# Reading passage
Last Updated: Friday - 09/24/2010
Week of May 10, 2004
Listening with heart and soul
Beaumont parish helps struggling souls slog through life's passages
By RAMON GONZALEZ
WCR Staff Writer
Albertine Porter said when her daughter Michelle died of cancer a year ago, she didn't get the kind of support she needed to deal with her grieving. Then she realized others in the community experiencing loss were being left to grieve on their own as well.
"There was something missing," she recalls. "People didn't know what to do."
Porter decided she had to do something to change the culture of the parish. In Calgary, where she lived before moving to Beaumont nearly three years ago, she had been trained to deal with situations like hers and had served as a pastoral worker for 15 years.
She took action and got an attentive ear from Adrien Bussiere, chair of St. Vital Parish Pastoral Council. He had also begun to realize the parish lacked pastoral care skills to deal with an aging population on the one hand and the problems of the youth on the other.
St. Vital Parish, a 700-family parish, decided to train parishioners on the ins and outs of pastoral care and brought in Helen Gledhow, a bereavement counsellor and pastoral care facilitator with St. Theresa Parish, to do the training. Other parishes in the Black Gold Region of the archdiocese became involved and in October some 40 parishioners from Beaumont, Nisku and Leduc graduated from Gledhow's seven-week course called Parish Ministry of Care.
The graduates, 24 from Beaumont included, were commissioned as pastoral care workers by the Edmonton Archdiocese May 5 at St. Vital Parish. Sister Mary-Laurene Bradley, the archdio-cese's official pastoral care facilitator, did the commissioning.
The course prepared the group well to assist people dealing with death, divorce, suicide, chronic illnesses and even unemployment.
Since their graduation, the pastoral workers have being ministering regularly at the University and Grey Nuns hospitals and at a 55-Plus-condo complex in Beaumont. They also visit the sick, the elderly and the grieving in their own homes.
Porter said the pastoral workers have assisted a number of people in the community in the past five months and some have established solid friendships with those they have helped. "People are starting to call us now," she said.
"I'm quite involved with the pastoral care (ministry) because I have found it has enriched me as a person and I can reach out and help others when they need some help," said Bussiere, noting that the skills he gained through the course also helped him deal with the death of his mother.
Program graduates meet once a month to share their experience and to sharpen their skills.
They plan to continue sharpening the skills through speakers and seminars and plan to offer the Parish Ministry of Care program every two years.
"All parishes should have pastoral care, without any exception because it's really beneficial for everybody," said Porter, who participated in the program despite having pastoral care and bereavement certificates from the Diocese of Calgary.
The goal of the program is to prepare people to minister to one another, said Gledhow, who has being facilitating pastoral care workshops at St. Theresa for nine years. She hopes the course provided participants with tools to develop their listening skills so they can become "listening centres for people" in the community.
Learning to listen
"Listening was the most needed skill in the (Beaumont) parish," she noted. The program also offered sessions on death and dying, bereavement, forgiveness, reconciliation, the Eucharist and other sacraments.
"I feel that I learned to listen," said Bussiere. "
John MacDonald, the archdiocese's family life and health care officer, said parishioners at St. Vital Parish are right on the mark because Archbishop Thomas Collins wants as many people as possible to gain pastoral care skills to make sure "everybody in the archdiocese gets good pastoral care."
The archdiocese has being offering training for a couple of years now out of a concern that many people are failing to receive pastoral care.
Those who graduated from the program at St. Vital are now "bringing the love of Christ into people's homes," MacDonald said.

Stored dataset lines

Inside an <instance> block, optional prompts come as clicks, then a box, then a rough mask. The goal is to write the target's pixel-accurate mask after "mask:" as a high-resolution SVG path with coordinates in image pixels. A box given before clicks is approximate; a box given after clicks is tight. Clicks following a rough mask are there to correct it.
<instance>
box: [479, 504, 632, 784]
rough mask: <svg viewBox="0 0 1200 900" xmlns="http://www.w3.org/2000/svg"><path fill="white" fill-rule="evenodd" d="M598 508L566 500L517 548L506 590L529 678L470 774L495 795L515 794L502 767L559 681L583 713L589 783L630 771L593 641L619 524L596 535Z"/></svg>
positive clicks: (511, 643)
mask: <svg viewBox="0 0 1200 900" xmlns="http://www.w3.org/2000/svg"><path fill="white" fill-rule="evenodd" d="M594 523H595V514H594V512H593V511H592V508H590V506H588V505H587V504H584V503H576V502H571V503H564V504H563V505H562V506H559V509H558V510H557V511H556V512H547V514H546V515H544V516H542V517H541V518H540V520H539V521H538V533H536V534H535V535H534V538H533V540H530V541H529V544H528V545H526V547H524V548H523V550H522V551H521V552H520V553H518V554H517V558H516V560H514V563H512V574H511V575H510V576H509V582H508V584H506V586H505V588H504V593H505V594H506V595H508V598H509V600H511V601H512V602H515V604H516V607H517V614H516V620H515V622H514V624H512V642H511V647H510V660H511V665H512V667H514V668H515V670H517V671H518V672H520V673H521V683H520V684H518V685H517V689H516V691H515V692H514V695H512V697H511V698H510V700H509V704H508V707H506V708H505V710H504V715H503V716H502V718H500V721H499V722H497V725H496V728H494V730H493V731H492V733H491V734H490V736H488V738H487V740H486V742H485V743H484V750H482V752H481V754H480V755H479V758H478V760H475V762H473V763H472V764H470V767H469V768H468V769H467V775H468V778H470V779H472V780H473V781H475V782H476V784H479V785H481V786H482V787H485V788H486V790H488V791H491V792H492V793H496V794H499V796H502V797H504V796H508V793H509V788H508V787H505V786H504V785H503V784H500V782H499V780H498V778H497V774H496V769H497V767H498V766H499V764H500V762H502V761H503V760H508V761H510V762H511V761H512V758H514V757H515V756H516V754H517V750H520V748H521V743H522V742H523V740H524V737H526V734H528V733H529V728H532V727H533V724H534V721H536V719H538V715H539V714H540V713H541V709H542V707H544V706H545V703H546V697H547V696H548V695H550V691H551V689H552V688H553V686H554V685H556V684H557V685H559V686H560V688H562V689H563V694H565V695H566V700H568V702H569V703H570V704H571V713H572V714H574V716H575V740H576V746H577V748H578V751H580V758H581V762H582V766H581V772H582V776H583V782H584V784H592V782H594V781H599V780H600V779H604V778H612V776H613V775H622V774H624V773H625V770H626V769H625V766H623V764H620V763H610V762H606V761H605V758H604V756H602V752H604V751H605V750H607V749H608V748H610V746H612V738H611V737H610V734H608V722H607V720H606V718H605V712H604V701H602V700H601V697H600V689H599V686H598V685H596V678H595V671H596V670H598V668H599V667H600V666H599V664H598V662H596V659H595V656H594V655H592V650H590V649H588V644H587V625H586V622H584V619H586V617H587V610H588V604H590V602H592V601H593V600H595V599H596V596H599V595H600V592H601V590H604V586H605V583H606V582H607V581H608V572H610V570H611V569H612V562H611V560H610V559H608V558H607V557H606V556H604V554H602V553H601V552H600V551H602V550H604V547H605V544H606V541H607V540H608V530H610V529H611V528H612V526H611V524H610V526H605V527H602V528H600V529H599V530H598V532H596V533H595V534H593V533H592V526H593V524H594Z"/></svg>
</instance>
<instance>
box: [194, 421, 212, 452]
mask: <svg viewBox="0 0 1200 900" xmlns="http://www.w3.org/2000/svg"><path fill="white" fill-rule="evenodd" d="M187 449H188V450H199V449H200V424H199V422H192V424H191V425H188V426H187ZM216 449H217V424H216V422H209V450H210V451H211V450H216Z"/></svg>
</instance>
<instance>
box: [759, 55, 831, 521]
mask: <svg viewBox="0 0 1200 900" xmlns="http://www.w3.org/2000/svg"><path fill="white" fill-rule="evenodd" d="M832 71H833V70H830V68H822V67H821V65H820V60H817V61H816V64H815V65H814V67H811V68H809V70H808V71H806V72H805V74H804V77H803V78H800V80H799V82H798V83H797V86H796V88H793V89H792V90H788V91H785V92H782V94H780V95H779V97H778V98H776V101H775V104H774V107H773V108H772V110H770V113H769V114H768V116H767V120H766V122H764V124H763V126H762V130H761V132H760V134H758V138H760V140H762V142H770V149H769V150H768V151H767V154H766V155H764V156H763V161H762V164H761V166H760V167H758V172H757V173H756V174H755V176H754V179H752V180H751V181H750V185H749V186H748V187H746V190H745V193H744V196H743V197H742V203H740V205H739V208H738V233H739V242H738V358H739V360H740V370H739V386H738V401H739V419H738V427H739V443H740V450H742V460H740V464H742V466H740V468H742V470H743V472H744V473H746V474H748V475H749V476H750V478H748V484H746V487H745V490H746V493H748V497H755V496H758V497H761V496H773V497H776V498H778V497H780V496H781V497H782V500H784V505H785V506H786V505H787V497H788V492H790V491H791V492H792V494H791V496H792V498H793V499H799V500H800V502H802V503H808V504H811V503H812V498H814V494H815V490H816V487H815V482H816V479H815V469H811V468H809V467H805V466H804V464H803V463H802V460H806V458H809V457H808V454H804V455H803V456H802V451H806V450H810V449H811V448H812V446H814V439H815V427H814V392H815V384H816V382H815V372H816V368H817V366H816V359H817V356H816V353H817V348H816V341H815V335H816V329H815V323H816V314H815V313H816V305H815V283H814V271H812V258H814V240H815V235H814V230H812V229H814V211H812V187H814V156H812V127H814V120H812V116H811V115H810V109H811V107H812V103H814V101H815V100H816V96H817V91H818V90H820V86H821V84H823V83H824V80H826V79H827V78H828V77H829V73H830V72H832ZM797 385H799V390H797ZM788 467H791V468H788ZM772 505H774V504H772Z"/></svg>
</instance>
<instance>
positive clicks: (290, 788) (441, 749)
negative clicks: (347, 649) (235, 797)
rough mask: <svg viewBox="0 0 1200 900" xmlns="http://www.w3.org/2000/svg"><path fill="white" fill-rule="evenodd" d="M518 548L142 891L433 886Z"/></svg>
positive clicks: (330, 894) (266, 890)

# Exercise description
In the article on the Beaumont parish's pastoral care training, start at the words "The course prepared" and stop after "of his mother.". Write out that passage word for word.

# Exercise result
The course prepared the group well to assist people dealing with death, divorce, suicide, chronic illnesses and even unemployment.
Since their graduation, the pastoral workers have being ministering regularly at the University and Grey Nuns hospitals and at a 55-Plus-condo complex in Beaumont. They also visit the sick, the elderly and the grieving in their own homes.
Porter said the pastoral workers have assisted a number of people in the community in the past five months and some have established solid friendships with those they have helped. "People are starting to call us now," she said.
"I'm quite involved with the pastoral care (ministry) because I have found it has enriched me as a person and I can reach out and help others when they need some help," said Bussiere, noting that the skills he gained through the course also helped him deal with the death of his mother.